TASK - Reproduce the data below verbatim from the line containing "Could you please spot the eyeglasses" through its final line, and produce nothing more.
[[ RECORDS SUPPLIED open ]]
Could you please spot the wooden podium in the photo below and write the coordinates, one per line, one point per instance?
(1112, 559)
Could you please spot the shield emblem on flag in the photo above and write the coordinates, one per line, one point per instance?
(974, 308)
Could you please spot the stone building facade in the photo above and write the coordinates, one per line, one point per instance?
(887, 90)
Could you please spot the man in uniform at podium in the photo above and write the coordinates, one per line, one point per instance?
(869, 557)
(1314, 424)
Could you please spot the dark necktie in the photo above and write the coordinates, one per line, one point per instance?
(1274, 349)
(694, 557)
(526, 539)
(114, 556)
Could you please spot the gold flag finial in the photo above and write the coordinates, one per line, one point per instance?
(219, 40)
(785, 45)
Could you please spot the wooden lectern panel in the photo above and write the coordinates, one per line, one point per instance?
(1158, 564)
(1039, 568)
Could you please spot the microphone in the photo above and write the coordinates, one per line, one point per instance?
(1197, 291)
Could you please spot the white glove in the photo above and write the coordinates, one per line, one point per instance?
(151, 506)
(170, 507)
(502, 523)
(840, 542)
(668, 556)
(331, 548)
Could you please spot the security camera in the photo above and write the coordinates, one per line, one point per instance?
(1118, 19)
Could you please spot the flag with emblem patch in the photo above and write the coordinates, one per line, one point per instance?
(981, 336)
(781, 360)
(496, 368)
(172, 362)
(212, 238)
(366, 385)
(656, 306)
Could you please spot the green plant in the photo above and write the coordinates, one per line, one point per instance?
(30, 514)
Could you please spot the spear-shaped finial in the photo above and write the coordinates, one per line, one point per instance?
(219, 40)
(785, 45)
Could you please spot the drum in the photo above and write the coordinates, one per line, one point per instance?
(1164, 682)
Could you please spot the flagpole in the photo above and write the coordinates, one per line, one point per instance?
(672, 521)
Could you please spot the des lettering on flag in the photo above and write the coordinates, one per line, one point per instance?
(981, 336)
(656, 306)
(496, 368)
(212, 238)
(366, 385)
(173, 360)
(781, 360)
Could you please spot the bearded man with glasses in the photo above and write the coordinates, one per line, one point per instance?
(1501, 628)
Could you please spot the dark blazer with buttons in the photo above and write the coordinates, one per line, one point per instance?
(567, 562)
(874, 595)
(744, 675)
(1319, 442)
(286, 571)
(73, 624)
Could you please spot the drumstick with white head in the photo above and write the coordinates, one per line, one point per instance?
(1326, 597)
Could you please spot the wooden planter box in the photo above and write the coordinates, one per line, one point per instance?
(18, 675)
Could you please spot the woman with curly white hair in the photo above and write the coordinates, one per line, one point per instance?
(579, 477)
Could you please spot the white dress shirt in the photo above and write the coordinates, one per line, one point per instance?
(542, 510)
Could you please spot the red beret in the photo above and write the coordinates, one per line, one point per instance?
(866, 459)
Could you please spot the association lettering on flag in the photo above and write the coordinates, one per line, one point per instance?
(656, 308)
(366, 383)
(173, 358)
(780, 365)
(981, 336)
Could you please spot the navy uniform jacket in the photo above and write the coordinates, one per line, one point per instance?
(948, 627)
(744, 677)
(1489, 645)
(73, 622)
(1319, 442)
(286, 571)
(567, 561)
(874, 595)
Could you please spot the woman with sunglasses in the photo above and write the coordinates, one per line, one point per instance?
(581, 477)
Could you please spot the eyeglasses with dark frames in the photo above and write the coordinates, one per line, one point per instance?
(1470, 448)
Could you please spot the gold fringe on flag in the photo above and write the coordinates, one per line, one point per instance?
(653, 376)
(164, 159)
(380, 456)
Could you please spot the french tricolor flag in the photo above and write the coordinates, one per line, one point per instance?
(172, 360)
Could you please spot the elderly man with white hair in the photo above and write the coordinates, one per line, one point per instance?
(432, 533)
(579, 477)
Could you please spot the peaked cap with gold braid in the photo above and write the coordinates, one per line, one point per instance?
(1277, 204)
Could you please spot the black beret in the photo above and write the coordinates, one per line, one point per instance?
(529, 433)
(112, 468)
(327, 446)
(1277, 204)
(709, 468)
[[ RECORDS SUPPLIED closed ]]
RESPONSE AREA -
Could you please spot the eyeglasses with dark frames in the photo above and write the coordinates, one per line, one point per instance?
(1470, 448)
Could you please spot the gold fringe on flag in the photo above and write the coordinates, one per line, one point per instance?
(653, 376)
(164, 159)
(380, 456)
Could you please spot the french tricolor flag in the photo above and write the coordinates, one per line, one point per instance?
(172, 360)
Could you please spot the elderly man with white hair in the photo above and write the coordinates, one per line, one point per instance?
(432, 533)
(579, 477)
Could you please spot the peaked cap with gold braid in the photo above and write the coordinates, one per line, one point per instance?
(1277, 204)
Could you please spot the black beret in the photo above and write the coordinates, one per line, one point per instance?
(529, 433)
(112, 468)
(327, 446)
(1277, 204)
(709, 468)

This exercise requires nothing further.